EXERCISE DIRECTIONS: Extract every line below, verbatim.

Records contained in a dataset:
····················
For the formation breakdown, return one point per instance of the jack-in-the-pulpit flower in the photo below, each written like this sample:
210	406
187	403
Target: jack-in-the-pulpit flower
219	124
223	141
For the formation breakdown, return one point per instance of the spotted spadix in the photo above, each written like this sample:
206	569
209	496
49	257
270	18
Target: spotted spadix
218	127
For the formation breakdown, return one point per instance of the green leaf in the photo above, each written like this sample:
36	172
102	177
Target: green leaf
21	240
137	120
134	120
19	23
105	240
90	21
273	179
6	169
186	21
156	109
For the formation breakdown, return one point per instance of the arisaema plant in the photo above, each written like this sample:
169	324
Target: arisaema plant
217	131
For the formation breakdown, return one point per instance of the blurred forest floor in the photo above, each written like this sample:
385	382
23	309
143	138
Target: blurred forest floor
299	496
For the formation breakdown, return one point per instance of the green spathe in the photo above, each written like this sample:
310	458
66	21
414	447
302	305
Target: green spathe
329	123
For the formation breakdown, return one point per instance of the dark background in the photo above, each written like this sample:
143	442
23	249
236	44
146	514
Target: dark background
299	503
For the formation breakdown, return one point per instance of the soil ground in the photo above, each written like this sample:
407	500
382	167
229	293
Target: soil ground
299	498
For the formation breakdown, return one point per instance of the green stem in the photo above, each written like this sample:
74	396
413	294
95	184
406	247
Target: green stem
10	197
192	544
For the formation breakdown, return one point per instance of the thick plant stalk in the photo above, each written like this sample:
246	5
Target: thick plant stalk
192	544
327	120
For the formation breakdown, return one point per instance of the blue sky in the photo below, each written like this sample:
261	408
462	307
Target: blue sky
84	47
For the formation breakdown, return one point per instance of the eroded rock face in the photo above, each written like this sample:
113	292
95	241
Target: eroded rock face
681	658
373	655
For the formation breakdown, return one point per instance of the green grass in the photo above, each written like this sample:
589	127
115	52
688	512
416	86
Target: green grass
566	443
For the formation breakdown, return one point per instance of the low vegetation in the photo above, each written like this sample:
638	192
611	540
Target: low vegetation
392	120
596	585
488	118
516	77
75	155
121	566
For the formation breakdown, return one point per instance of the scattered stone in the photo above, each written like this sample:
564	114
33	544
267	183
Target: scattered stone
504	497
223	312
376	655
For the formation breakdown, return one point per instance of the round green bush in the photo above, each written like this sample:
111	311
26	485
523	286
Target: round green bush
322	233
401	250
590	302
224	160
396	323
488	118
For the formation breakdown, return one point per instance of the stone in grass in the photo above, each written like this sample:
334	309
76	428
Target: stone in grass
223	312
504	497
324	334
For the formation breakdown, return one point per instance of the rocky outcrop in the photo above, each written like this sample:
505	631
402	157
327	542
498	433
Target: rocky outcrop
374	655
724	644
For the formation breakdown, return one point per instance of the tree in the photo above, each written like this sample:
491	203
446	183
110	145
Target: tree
····················
ANSWER IN FULL:
For the formation breakdown, return one point per instance of the jack-in-the-pulpit flower in the photo below, each written like this sample:
210	406
187	403
Target: jack-in-the-pulpit flower
219	124
223	141
For the formation breakdown, return one point per instance of the spotted spadix in the photo above, each written like this sample:
206	569
209	496
49	257
270	18
Target: spotted spadix
218	127
For the formation breakdown, return one point per instance of the green leaf in the photo above, each written like this sample:
36	172
102	177
Target: green leaf
21	240
137	120
134	120
19	23
105	240
90	21
273	179
6	169
186	21
156	109
For the formation breakdown, return one point per instance of the arisaema plant in the photo above, each written like this sample:
169	324
Target: arisaema plant
217	131
For the formation breakdown, return one point per instance of the blurred forest floor in the photo above, each written like this sample:
385	382
23	309
143	138
Target: blurred forest floor
299	496
For the formation breakdown, return one point per instance of the green spathe in the photo above, each written like this sample:
310	458
66	21
414	447
302	305
Target: green spathe
329	123
For the formation breakdown, return one point per instance of the dark background in the photo above, each written like this sample:
143	442
23	249
236	44
146	514
Target: dark background
299	503
For the formation breakdown, return one point per instance of the soil ground in the photo above, each written like this sample:
407	500
382	167
229	293
Target: soil ground
299	498
For the formation breakdown, return one point per instance of the green stem in the photo above, each written like this sample:
74	396
413	294
95	184
406	247
Target: green stem
10	197
192	544
For the formation breakdown, return one point per instance of the thick plant stalk in the photo above, each written like this sample:
246	5
Target: thick plant stalk
192	544
327	120
For the formation breakdown, return one point per instance of the blue sky in the photo below, each written like this sample:
261	408
462	307
Target: blue sky
84	47
For the formation breakdown, return one point per instance of the eroded rock face in the photo above, each written like this sample:
113	292
95	241
Target: eroded rock face
681	658
373	655
For the formation breakdown, return one point per instance of the green grass in the photo above, each written like this sample:
589	127
115	52
688	512
416	86
Target: green grass
566	443
For the formation breakdown, return one point per instance of the low vegetation in the photo above, each written like this sample:
638	192
611	540
Target: low vegetation
392	120
596	585
488	118
516	77
75	155
121	566
For the formation breakdown, return one point per instance of the scattered stone in the photo above, each written like this sample:
564	114
33	544
267	183
Target: scattered stone
504	497
223	312
376	655
For the formation breakdown, return one point per instance of the round green bush in the photo above, each written like this sample:
111	311
26	485
523	286
Target: round green bush
322	233
401	250
590	302
224	160
396	323
488	118
For the formation breakdown, return one point per instance of the stone in grass in the photo above, each written like this sample:
334	309
76	428
Target: stone in grass
223	312
504	497
324	334
For the formation breakdown, return one point per instance of the rocky outcrop in the photo above, each written like this sample:
505	631
402	157
327	542
498	433
Target: rocky outcrop
374	655
724	644
For the formation breakdown, return one point per instance of the tree in the photo above, each written like this sample:
491	203
446	183
110	145
Target: tree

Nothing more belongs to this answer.